AIM: Pick out every line of the records that contains the string "white", matching case exactly, and copy each one.

RECORDS TO PROCESS:
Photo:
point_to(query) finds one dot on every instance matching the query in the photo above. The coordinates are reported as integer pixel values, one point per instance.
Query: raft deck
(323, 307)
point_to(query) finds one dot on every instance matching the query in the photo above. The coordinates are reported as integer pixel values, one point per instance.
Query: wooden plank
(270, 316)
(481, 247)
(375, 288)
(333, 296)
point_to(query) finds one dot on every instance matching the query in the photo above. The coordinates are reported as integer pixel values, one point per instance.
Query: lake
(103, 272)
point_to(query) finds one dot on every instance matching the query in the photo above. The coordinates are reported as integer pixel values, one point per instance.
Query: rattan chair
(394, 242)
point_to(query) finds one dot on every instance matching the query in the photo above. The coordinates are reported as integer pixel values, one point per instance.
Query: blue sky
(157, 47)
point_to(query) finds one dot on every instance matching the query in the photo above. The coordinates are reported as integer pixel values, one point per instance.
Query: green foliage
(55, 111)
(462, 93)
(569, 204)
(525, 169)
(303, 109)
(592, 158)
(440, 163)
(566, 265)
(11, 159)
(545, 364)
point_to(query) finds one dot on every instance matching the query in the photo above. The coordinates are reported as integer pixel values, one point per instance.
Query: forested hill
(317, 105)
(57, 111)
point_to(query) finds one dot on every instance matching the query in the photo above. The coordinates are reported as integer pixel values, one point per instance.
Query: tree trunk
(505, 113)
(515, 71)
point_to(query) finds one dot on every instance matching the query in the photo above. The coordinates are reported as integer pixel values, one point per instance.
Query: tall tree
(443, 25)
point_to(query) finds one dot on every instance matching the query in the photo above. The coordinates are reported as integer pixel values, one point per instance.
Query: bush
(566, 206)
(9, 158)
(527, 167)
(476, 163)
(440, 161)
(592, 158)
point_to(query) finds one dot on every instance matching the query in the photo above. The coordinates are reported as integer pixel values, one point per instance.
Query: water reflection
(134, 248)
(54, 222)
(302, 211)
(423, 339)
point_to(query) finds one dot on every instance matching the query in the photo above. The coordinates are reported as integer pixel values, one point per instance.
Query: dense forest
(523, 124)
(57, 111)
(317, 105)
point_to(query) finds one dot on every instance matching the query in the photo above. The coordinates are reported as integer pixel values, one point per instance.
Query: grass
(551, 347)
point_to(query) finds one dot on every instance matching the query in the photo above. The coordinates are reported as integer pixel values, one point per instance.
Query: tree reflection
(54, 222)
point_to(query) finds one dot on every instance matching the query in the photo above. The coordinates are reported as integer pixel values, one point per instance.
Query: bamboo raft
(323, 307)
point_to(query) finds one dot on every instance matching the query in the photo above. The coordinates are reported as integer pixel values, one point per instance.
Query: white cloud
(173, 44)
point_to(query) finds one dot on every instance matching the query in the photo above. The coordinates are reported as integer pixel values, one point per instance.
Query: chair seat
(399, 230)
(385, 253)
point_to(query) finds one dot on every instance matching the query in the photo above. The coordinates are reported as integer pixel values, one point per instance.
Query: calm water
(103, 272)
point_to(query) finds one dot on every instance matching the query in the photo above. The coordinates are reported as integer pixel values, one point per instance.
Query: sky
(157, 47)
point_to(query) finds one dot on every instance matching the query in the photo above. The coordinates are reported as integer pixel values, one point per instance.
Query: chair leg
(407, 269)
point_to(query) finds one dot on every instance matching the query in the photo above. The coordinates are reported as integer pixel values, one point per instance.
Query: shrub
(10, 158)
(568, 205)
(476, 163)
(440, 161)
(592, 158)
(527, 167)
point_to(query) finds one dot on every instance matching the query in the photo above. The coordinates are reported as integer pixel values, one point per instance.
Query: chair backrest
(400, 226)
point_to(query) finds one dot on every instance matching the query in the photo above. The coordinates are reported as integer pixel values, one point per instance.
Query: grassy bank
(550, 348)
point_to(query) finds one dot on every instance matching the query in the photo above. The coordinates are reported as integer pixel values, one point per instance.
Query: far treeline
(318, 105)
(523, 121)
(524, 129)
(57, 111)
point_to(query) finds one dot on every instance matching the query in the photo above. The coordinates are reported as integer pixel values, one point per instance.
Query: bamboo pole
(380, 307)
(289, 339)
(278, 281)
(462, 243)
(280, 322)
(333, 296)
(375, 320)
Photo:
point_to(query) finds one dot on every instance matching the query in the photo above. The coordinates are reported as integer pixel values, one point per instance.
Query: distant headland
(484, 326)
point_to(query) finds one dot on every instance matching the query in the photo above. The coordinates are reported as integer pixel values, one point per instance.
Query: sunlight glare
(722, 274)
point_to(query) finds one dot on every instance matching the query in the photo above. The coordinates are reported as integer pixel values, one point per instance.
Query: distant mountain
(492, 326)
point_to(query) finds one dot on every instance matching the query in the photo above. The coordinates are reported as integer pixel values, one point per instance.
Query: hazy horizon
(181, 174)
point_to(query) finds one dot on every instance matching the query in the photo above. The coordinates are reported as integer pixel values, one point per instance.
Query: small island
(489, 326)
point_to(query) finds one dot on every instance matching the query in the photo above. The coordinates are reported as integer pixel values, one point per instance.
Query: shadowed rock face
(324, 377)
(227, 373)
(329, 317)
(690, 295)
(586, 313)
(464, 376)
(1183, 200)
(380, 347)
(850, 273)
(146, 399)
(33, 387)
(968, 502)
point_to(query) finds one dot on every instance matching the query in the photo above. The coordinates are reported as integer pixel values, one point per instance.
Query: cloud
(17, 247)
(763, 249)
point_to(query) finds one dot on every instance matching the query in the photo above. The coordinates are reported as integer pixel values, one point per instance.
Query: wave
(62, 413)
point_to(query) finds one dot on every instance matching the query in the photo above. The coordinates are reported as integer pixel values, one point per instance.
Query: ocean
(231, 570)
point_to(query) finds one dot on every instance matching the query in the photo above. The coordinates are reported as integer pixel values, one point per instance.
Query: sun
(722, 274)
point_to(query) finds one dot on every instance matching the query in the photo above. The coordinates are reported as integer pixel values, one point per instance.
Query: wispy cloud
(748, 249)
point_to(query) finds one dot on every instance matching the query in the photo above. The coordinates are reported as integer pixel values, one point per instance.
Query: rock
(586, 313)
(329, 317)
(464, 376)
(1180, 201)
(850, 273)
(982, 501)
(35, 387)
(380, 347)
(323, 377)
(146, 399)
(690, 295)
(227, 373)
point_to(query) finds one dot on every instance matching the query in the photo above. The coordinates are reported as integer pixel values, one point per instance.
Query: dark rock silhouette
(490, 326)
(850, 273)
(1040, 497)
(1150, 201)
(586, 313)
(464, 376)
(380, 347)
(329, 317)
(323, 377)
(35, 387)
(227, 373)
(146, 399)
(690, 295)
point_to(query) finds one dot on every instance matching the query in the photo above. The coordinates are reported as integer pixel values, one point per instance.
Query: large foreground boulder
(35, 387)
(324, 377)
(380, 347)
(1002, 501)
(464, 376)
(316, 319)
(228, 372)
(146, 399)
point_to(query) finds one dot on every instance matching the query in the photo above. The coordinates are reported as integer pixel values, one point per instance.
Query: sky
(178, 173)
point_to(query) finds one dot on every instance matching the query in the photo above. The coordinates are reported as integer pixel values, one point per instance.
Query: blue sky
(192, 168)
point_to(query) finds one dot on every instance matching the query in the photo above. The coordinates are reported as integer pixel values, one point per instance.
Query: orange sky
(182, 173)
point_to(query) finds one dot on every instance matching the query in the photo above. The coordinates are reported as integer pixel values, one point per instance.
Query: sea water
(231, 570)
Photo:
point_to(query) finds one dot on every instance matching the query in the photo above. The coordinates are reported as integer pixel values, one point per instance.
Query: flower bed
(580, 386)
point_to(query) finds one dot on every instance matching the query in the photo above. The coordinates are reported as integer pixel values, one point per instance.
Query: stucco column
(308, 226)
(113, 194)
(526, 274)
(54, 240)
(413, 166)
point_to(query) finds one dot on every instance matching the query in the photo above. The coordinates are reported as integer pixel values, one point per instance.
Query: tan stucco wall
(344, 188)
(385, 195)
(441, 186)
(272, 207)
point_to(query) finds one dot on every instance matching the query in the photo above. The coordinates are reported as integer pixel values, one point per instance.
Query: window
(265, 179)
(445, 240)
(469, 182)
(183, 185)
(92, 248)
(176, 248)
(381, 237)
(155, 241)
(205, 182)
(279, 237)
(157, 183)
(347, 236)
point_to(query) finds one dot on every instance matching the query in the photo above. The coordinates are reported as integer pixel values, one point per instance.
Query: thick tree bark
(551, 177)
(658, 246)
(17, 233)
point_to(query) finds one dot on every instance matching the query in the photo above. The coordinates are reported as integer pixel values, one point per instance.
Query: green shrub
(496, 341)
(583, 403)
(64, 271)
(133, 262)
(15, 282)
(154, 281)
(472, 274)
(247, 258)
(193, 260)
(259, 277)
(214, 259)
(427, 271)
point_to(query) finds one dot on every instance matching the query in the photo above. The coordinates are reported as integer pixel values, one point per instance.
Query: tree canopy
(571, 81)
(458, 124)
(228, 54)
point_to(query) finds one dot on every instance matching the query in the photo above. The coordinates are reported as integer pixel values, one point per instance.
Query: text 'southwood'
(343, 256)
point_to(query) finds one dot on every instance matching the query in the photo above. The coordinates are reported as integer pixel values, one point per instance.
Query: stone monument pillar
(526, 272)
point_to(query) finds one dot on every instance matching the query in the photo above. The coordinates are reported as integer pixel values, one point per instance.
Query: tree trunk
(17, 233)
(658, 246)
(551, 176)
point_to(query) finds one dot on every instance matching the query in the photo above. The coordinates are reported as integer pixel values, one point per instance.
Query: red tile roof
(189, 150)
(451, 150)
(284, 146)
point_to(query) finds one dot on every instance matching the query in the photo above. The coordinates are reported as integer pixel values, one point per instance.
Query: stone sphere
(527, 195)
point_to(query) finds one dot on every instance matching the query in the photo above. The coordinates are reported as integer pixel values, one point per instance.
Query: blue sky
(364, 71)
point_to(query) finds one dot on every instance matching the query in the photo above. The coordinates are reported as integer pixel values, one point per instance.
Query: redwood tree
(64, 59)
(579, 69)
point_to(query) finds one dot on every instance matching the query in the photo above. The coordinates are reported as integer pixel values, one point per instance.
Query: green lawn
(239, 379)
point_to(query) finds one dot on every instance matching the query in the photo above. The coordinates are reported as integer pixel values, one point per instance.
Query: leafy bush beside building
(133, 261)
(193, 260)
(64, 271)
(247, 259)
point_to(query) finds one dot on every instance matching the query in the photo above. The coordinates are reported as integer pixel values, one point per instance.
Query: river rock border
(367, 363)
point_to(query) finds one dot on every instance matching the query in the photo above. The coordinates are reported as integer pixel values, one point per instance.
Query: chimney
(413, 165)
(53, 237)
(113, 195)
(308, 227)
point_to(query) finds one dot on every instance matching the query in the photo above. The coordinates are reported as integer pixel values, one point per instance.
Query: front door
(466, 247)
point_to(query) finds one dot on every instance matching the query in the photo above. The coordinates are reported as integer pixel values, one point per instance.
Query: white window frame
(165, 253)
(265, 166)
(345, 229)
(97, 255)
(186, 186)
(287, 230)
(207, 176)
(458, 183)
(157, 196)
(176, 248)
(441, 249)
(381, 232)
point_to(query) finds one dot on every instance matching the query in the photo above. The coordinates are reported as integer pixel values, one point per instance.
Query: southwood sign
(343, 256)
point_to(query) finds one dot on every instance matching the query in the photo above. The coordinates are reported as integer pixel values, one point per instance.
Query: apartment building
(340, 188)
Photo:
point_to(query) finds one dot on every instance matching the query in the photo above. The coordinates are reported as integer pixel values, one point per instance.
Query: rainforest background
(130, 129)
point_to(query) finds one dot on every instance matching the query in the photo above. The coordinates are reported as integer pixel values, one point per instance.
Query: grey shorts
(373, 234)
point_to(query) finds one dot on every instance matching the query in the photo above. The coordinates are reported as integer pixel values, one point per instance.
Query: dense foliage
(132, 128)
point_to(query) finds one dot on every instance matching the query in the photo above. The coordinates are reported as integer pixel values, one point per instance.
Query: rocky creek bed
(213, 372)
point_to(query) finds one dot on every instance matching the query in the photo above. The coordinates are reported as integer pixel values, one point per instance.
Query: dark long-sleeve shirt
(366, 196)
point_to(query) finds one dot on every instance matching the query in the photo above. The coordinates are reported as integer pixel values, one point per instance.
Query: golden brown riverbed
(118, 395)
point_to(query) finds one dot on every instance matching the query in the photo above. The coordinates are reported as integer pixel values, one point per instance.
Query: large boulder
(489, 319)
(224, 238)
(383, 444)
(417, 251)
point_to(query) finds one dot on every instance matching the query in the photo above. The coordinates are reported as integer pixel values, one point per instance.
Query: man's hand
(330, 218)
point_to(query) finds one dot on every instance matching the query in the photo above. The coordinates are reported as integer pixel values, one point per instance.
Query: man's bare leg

RIGHT ANSWER:
Query: white cloud
Query: white window frame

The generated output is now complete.